- _Document segment_
## Start
In the brightly colored comic book world of my youth, I was infatuated with Time for Beany, a wonderful puppet show recounting the adventures of a wide-eyed boy named Beany as he sailed the seven seas on the Leakin’ Lena under the command of his pompous uncle, Captain Horatio K. Huffenpuff.
The characters were wonderful: their names alone told you almost everything you needed to know about them.
There was Beany’s faithful, if somewhat dimwitted friend, Cecil the Sea-Sick Sea Serpent.
There was, of course, the yogurt-loving Tear Along the Dotted Lion.
And let us not forget his fellow terror of the jungle, Mouth Full of Teeth Keith—the mangy lion with the slippery, ill-fitting dentures.
But my particular favorite was Dishonest John, whose black cape, black hat and black mustache announced his villainy to the world as he swept on stage, holding his cape in front of his wicked face and cutting loose with a nasty, sneering, sniggering laugh.
You had to love this guy, and I did.
The thing is, I’ve always been drawn to villains.
Ming the Merciless of Mong was always more interesting to me than Flash Gordon.
## End
- _Tasks_
(1) Name every character from Time for Beany that the reminiscence about the puppet show mentions.
(2) Answer these questions from the reminiscence about Time for Beany:
(a) What was the name of the ship Beany sailed on?
(b) What food does Tear Along the Dotted Lion love?
(c) Which character does the writer find more interesting than Flash Gordon?
(3) Write the next few sentences of the reminiscence about Time for Beany, picking up after its final sentence.

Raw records
## Start
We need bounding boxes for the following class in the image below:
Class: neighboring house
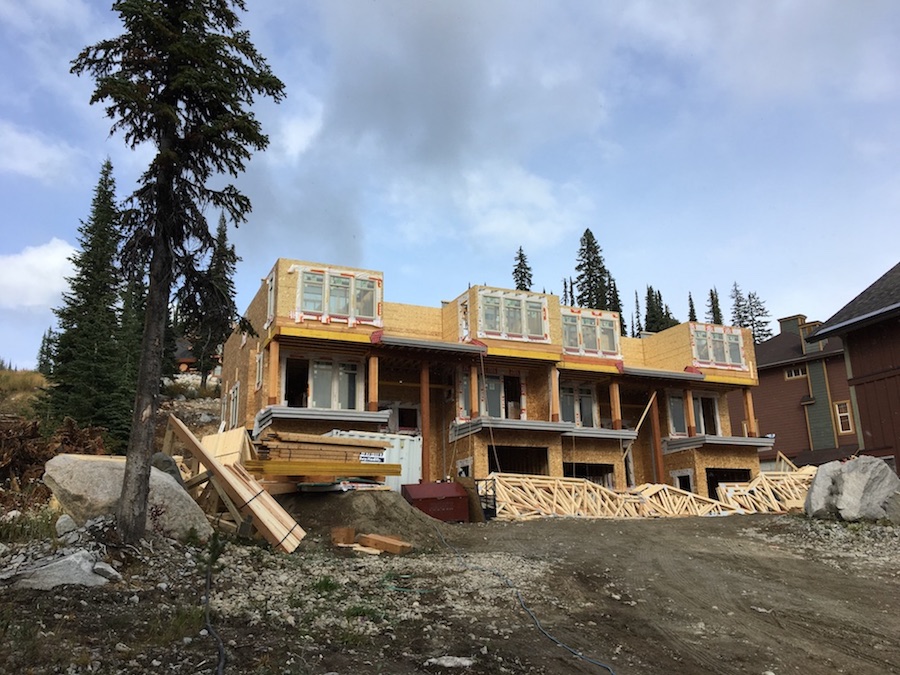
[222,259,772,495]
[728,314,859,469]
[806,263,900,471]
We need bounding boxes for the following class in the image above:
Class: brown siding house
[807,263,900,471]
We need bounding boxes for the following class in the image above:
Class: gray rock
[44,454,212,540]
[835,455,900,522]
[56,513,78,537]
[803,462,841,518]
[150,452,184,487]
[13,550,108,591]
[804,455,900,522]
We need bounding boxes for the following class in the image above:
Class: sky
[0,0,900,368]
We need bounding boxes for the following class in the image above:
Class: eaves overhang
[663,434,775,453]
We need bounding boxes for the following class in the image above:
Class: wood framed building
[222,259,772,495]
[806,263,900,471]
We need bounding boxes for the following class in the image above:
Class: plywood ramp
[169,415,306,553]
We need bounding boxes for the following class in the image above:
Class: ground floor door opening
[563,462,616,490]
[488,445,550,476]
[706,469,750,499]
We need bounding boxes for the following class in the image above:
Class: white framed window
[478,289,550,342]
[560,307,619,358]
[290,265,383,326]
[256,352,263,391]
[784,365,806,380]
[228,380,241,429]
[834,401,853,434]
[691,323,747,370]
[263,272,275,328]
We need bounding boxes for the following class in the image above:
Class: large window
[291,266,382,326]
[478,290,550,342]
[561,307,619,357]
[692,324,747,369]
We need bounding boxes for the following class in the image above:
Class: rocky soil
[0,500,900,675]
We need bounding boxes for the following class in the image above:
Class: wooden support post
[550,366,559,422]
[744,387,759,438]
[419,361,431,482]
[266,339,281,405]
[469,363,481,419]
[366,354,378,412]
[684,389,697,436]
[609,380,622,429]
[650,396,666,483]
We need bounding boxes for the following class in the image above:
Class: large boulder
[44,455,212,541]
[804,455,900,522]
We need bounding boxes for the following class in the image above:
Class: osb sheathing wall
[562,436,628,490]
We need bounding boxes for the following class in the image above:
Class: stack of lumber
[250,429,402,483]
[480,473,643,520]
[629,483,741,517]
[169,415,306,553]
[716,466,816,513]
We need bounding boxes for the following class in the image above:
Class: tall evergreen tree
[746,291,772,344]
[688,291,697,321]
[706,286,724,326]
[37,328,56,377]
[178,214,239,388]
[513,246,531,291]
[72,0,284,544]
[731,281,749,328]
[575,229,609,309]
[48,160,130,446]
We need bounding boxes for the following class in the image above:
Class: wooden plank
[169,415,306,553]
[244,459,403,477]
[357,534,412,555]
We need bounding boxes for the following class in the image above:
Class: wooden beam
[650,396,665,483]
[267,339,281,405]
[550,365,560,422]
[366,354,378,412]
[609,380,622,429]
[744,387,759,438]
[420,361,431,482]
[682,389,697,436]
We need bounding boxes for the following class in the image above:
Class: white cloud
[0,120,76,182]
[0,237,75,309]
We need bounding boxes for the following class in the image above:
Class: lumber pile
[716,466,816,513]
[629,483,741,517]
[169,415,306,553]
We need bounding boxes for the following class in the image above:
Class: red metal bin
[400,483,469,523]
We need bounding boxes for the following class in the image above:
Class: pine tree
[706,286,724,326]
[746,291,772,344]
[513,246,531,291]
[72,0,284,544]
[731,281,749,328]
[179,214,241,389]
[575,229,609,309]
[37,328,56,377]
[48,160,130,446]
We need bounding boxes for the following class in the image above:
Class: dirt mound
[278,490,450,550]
## End
- _Answer list_
(1)
Beany
Captain Horatio K. Huffenpuff
Cecil the Sea-Sick Sea Serpent
Tear Along the Dotted Lion
Mouth Full of Teeth Keith
Dishonest John

(2)
(a) The Leakin' Lena
(b) Yogurt
(c) Ming the Merciless of Mong

(3)
Jeffrey Hunter as Christ was a bit of a snore, but Frank Thring as Herod the Great stepping on his father’s corpse as he ascended the throne, now he was something!
And Darth Vader?
The Dishonest John of the future!
Who would not prefer his “foul stench” and unforgettable voice—the very embodiment of EVIL—to the nice guy heroics of Luke Skywalker?
I like villains, and I’m proud to say that my five year-old grandson is following in my footsteps.
In the games he plays during recess at pre-school, he always wants to be the villain. He almost always gets his wish. And he almost always get the holy crap beaten out of him as his good-guy friends, determined not just to overcome evil but to wipe it from the face of the earth, gang up on him with their fists flying.
He is undeterred, and I admire him for it.
I admire him for succeeding where I myself, in my high school acting days, failed.
I always wanted to be the villain, and I always ended up playing the dull, colorless, nice-guy hero.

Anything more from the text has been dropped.